GIVEN RECORDS Start Marker

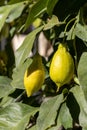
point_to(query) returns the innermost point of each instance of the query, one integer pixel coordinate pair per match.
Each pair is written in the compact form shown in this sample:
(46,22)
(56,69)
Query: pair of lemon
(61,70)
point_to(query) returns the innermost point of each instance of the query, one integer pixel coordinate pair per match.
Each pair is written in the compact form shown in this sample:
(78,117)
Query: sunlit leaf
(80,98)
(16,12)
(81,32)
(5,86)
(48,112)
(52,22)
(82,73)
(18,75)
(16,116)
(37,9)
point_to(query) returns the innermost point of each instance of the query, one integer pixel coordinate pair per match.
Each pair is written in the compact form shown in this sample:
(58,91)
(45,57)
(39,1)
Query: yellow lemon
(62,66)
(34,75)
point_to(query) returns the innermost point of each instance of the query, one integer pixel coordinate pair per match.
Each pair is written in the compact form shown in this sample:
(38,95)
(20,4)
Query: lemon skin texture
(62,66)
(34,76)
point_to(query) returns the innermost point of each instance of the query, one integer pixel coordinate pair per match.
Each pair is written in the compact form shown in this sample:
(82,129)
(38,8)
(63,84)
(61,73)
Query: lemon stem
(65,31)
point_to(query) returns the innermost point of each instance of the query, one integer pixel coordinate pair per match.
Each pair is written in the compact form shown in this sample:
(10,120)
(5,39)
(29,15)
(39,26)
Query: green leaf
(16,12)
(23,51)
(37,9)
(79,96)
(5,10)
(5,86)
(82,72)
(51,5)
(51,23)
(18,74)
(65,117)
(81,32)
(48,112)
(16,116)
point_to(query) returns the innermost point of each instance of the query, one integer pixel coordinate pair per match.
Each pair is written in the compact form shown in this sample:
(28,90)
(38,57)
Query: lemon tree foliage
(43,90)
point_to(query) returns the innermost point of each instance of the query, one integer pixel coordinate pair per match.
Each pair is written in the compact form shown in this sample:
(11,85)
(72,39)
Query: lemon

GIVEN RECORDS End Marker

■ EXERCISE INSTRUCTIONS
Omit the pictures. Output every record above word for word.

■ RESULT FOR THIS EXERCISE
point_to(query) returns the innermost point of each instance of the query, one integer pixel coordinate pair per match.
Each pair is written in the compact form shown in this sample:
(46,22)
(56,69)
Query: pair of lemon
(61,70)
point_to(query) returns the innermost point of each instance of the query, one integer pixel coordinate pair per match.
Each pair is written in the compact form shown in this sample:
(78,117)
Query: sunlit leaf
(80,98)
(16,12)
(81,32)
(5,86)
(48,112)
(52,22)
(82,73)
(18,75)
(16,116)
(37,9)
point_to(query) returns the innermost point of each instance of the query, one integer pixel coordinate pair per match.
Each pair is written in the compact form shown in this sample:
(58,91)
(45,57)
(39,1)
Query: yellow lemon
(62,66)
(34,75)
point_to(query) returns the innermost point of each instance of the query, one integer pixel coordinate pair per match.
Each pair is written in the compact form shown in this sample:
(38,95)
(20,4)
Query: lemon skin texture
(62,66)
(34,76)
point_to(query) returns the innermost point of each instance of the query, one integer pixel coordinate pair per match.
Each pair is written in the compact form shown in this sample:
(82,129)
(38,8)
(63,84)
(61,73)
Query: lemon stem
(65,31)
point_to(query) returns the innermost point of each instance of the query, one integer pixel coordinate pair per match.
Each pair is written in the compact form shown in this sample:
(10,120)
(5,39)
(29,15)
(39,26)
Query: green leaf
(16,12)
(23,51)
(37,9)
(79,96)
(5,10)
(5,86)
(82,72)
(51,5)
(51,23)
(18,74)
(65,117)
(81,32)
(48,112)
(16,116)
point_to(query) returns the innermost point of each instance of the query, one integer pixel coordinate pair per match.
Each pair is written in the compact form shown in this sample:
(28,90)
(38,57)
Query: lemon tree foliage
(43,90)
point_to(query) returns the innermost point of each instance of the query, one integer pixel coordinate pair per match.
Each pair is written in the compact form shown in this sample:
(11,85)
(72,39)
Query: lemon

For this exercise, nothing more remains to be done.